About this task. For this exercise, repeat each entry exactly as written.

BEGIN Data provided

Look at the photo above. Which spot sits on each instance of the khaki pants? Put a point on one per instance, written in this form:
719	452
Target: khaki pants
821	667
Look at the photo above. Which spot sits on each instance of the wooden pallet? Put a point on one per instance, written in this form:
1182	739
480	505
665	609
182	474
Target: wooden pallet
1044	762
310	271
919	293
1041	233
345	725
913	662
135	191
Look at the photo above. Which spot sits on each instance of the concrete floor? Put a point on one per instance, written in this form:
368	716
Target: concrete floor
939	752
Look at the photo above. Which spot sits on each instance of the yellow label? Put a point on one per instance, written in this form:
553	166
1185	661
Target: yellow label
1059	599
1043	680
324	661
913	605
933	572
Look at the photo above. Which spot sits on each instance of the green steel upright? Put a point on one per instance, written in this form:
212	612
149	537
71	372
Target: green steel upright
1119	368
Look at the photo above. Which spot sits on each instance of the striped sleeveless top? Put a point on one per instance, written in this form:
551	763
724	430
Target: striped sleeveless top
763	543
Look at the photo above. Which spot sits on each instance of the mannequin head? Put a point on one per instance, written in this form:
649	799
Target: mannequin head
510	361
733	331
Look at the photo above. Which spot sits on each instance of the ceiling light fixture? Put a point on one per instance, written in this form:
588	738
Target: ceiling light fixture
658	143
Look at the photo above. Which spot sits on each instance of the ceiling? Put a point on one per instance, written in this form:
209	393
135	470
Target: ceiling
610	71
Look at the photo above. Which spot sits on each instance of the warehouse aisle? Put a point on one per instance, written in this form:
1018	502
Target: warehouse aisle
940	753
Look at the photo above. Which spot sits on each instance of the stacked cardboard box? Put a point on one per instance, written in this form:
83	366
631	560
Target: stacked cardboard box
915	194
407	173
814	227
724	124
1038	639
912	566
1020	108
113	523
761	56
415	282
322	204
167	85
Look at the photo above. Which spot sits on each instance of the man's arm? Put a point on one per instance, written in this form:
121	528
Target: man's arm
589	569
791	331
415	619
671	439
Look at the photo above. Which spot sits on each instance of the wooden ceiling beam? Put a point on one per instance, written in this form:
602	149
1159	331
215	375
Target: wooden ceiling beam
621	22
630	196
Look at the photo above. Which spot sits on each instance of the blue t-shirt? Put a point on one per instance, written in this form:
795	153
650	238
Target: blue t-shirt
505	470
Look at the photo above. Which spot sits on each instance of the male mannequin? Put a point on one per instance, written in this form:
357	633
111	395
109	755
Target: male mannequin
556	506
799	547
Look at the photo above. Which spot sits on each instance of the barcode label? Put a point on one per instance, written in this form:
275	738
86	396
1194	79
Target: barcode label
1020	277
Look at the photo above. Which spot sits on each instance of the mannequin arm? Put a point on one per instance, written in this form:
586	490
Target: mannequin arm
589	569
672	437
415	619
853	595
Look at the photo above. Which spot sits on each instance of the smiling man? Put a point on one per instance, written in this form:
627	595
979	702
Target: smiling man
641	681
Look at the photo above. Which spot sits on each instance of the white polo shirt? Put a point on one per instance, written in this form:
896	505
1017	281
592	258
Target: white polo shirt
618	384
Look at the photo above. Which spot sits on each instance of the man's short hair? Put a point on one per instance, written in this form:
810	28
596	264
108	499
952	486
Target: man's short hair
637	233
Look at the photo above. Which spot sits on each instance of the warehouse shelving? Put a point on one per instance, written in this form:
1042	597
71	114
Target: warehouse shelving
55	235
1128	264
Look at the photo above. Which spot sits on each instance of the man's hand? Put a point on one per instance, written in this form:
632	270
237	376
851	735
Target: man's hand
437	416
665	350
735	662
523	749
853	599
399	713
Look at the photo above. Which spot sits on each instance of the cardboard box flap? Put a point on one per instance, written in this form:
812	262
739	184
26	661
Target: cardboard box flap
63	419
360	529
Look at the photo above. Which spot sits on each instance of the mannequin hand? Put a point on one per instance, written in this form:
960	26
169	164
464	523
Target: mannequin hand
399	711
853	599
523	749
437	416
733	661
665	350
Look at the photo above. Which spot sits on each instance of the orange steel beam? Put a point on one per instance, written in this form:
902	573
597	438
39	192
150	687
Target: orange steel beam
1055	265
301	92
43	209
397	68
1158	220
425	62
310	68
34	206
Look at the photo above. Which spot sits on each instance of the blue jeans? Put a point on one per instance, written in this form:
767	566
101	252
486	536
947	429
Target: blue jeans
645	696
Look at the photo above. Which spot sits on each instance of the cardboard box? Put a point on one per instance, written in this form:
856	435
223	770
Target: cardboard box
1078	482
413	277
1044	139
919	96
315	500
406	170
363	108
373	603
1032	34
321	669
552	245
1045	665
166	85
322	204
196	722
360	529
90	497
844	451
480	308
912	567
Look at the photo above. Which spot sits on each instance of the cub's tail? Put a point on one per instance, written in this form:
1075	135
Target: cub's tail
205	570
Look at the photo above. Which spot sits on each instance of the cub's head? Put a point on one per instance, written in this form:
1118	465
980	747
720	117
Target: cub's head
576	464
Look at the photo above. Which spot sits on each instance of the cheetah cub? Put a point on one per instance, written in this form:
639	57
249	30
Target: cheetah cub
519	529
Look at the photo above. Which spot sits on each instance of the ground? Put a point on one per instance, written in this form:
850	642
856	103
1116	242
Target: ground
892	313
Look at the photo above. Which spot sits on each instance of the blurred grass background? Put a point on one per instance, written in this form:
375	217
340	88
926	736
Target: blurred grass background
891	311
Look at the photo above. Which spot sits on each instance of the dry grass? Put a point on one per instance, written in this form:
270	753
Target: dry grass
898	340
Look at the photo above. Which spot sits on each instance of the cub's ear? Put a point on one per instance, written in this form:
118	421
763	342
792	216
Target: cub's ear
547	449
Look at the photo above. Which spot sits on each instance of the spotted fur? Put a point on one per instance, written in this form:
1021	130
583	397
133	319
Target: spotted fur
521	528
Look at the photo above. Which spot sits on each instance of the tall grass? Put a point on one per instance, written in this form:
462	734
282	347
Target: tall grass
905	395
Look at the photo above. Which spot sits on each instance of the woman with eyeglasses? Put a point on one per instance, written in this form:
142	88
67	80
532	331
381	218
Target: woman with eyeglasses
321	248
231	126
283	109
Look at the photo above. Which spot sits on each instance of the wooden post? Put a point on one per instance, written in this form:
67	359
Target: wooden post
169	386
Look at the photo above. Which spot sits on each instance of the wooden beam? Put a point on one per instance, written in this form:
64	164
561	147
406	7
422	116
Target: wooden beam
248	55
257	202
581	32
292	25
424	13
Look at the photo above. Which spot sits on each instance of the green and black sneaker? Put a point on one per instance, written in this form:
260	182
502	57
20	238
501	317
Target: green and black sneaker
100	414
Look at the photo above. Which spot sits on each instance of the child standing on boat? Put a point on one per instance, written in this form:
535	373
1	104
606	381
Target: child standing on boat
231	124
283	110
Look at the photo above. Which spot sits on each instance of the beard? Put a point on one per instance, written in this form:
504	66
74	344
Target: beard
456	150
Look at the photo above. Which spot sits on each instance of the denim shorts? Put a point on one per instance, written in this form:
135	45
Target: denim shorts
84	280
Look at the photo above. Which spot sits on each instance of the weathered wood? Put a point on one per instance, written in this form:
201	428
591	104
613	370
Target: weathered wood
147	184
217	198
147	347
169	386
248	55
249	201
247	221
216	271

END Data provided

Solution to the exercise.
Look at the photo above. Which spot sits on each instance of the khaki pants? Put a point on one per instance, written in this form:
719	452
Target: khaki pants
821	667
Look at the photo above. Which spot sits on each instance of the wooden pallet? Put a point on one per instance, written in this form:
1182	739
480	505
665	609
182	474
Target: wooden pallet
1044	762
310	271
919	293
1041	233
345	725
913	662
135	191
Look at the photo above. Which spot sits on each instance of the concrete floor? Put a point on one per instance, written in this form:
368	716
Target: concrete floor
939	752
Look at the photo above. Which spot sits on each instance of the yellow label? Put a point on one per instance, written in this form:
553	166
1185	661
Target: yellow label
1059	599
1043	680
324	661
913	605
933	572
Look at the photo above. Which spot sits on each instance of the green steel upright? Put a point on one per instance, written in this form:
212	612
149	537
71	372
Target: green steel upright
1119	368
Look at the photo above. Which spot sits on each instance of the striped sleeveless top? Put a point on one per instance, written in this form:
551	763
724	430
Target: striped sleeveless top
763	543
Look at the photo above. Which spot sits on each instance of the mannequin head? Put a point on one per instance, written in this form:
649	799
Target: mannequin head
510	361
733	331
Look at the photo above. Which spot sits on each instance of the ceiling light fixture? Put a point on one per instance, written in this form:
588	738
Target: ceiling light fixture
658	143
Look at the photo above. Which spot sits on each instance of the ceiling? Put a point on one per instance, written in this form:
209	393
135	470
Target: ceiling
610	71
Look at the photo above. Which spot sits on each instance of the warehouse aisle? Put a point on one per instance, written in this form:
1018	502
Target: warehouse aisle
940	753
Look at the photo above. Which spot sits on each instance of the stacked cardboard box? Put a point on one per instance, written in this form:
83	366
631	560
Target: stacked cardboard box
915	194
407	173
814	227
724	124
1038	639
912	566
1020	108
113	523
761	56
415	282
322	204
167	85
Look at the photo above. Which spot sits on each instance of the man's arm? Put a point on one per instance, written in this form:
121	528
Target: man's arm
589	569
791	331
415	619
671	439
Look at the photo above. Which spot sits on each instance of the wooden ceiling beam? Put a point on one per instance, written in this form:
602	149
1159	331
215	375
Target: wooden ceiling beam
621	22
630	196
Look at the photo above. Which spot sits on each instance of the blue t-shirt? Put a point on one per instance, written in this form:
795	153
650	238
Target: blue t-shirt
505	470
Look at the photo above. Which spot sits on each instance of the male mannequin? Put a point on one per instance, written in this form:
357	633
111	395
109	755
Target: male mannequin
556	506
799	547
Look at the photo above. Which spot sits on each instance of the barcode label? Put a point on one per instance, written in this form:
275	738
86	396
1194	79
Target: barcode label
1020	277
Look at the photo above. Which spot sits on each instance of the mannequin arm? Put a point on one per instance, written in this form:
586	490
Target: mannequin arm
589	569
672	437
415	619
853	595
Look at the photo above. Which spot sits on each instance of the smiling man? Put a point on one per instance, written in this form:
627	595
979	702
Target: smiling man
641	681
Look at the photo above. Which spot sits on each instance of the white polo shirt? Put a point on one per instance, written in this form:
896	505
1017	281
592	258
Target: white polo shirt
618	384
Look at the photo above. Which spot sits on each instance of the man's short hair? Put a point on one per instance, written in this form:
810	28
596	264
108	499
952	486
Target: man's short hair
637	233
Look at the photo above. Which spot sits on each instance of the warehouse shelving? Put a point on one per instance, written in this form:
1042	597
71	114
Target: warehouse shelving
55	235
1128	264
Look at the photo above. Which spot sits on each instance of the man's hand? Put a point on one per instance, written in this form:
632	270
237	376
851	735
Target: man's hand
437	416
665	350
735	662
523	749
853	599
399	713
Look at the photo above. Which spot sits on each instance of the cardboard box flap? Put a point on one per instance, written in this form:
812	262
739	184
26	661
Target: cardboard box flap
63	419
360	529
Look at the photo above. Which spot sits on each instance of the mannequin hand? Put a point on one per instance, written in this form:
960	26
169	164
464	523
Target: mannequin hand
399	711
853	599
523	749
437	416
733	661
665	350
Look at the photo above. Which spot sits on each instance of the orange steel beam? Put a point on one per instance, written in this form:
902	573
597	438
39	192
150	687
Target: orange steel beam
1055	265
301	92
43	209
397	68
1158	220
425	62
310	68
34	206
Look at the photo above. Which spot sits on each instance of the blue jeans? Put a point on one per instance, written in this form:
767	566
101	252
486	536
947	429
Target: blue jeans
645	696
Look at the photo above. Which spot sits on each instance of the cardboard box? Put a point on one per instance, written in this form:
856	435
223	770
Target: cardboard box
1078	482
413	277
1044	139
919	96
315	500
406	170
363	108
373	603
1032	34
321	669
552	245
1045	665
166	85
322	204
196	722
360	529
90	497
844	451
480	308
912	567
Look at the photo above. Which spot sits on each instance of the cub's tail? Put a point on one per instance, written in this form:
1075	135
Target: cub's tail
205	570
Look at the photo above. Which spot sits on each instance of the cub's head? Put a point on one per instance, written in this form:
1118	465
980	747
720	117
Target: cub's head
576	464
Look at the photo above. Which spot sits on each instance of the cheetah cub? Put a point on one per instance, written in this form:
639	57
249	30
Target: cheetah cub
519	529
Look at the photo above. Which spot sits on each instance of the ground? Put a point on one per instance, written in this form:
850	642
856	103
1116	242
Target: ground
892	313
Look at the photo above. Which spot sits on each instance of the blurred grass background? Put a point on one per instance, written in this form:
375	217
340	88
926	736
Target: blurred grass background
891	311
Look at the photo above. Which spot sits on each instance of the dry grass? Put a point on one per instance, written in this form:
270	753
Target: dry grass
898	340
Look at the photo above. Which spot sits on each instance of the cub's ear? Put a point on one per instance, written in this form:
118	421
763	342
792	216
Target: cub's ear
547	449
Look at the photo above. Which spot sits on each instance of the spotted fur? Put a point on one per instance, written in this form:
1021	130
583	397
133	319
Target: spotted fur
521	528
Look at the photo above. Which spot sits on each instance of the tall grass? Put a point on one per instance, written in this form:
462	734
282	347
Target: tall grass
905	395
Look at the photo above. Which spot sits on each instance of the woman with eyeglasses? Put a point on one per instance, written in this form:
142	88
67	80
532	331
381	218
Target: woman with eyeglasses
321	248
231	126
283	109
Look at the photo above. Which spot sits on each instance of the wooden post? Put a point on one per instance, written in this form:
67	359
Target: wooden post
169	386
Look at the photo above. Which spot sits on each instance of the wooden beam? Put a point on one per instance, written in this form:
64	164
561	147
406	7
422	116
Target: wooden beam
248	55
257	202
581	32
292	25
424	13
Look at the photo above. Which spot sits on each instance of the green and black sneaker? Put a point on one per instance, written in this form:
260	182
502	57
20	238
501	317
Target: green and black sneaker
100	414
Look at the photo above. Which spot sits on each instance of the child standing on boat? Put a point on one per instance, written in this form:
535	373
1	104
606	381
Target: child standing on boat
231	124
283	110
Look at the photo above. Which spot sits on each instance of the beard? Put a point on one per instance, written in this form:
504	66
74	344
Target: beard
456	150
Look at the photo above. Which spot sits on each instance of the denim shorts? Put a point on one per instance, written in this form:
135	45
Target: denim shorts
84	280
Look at the photo above. Which spot sits on each instance of the weathered wood? Put a point on one per instance, written in this form:
201	428
591	104
613	370
Target: weathered wood
147	184
217	198
147	347
169	386
248	55
249	201
247	221
216	271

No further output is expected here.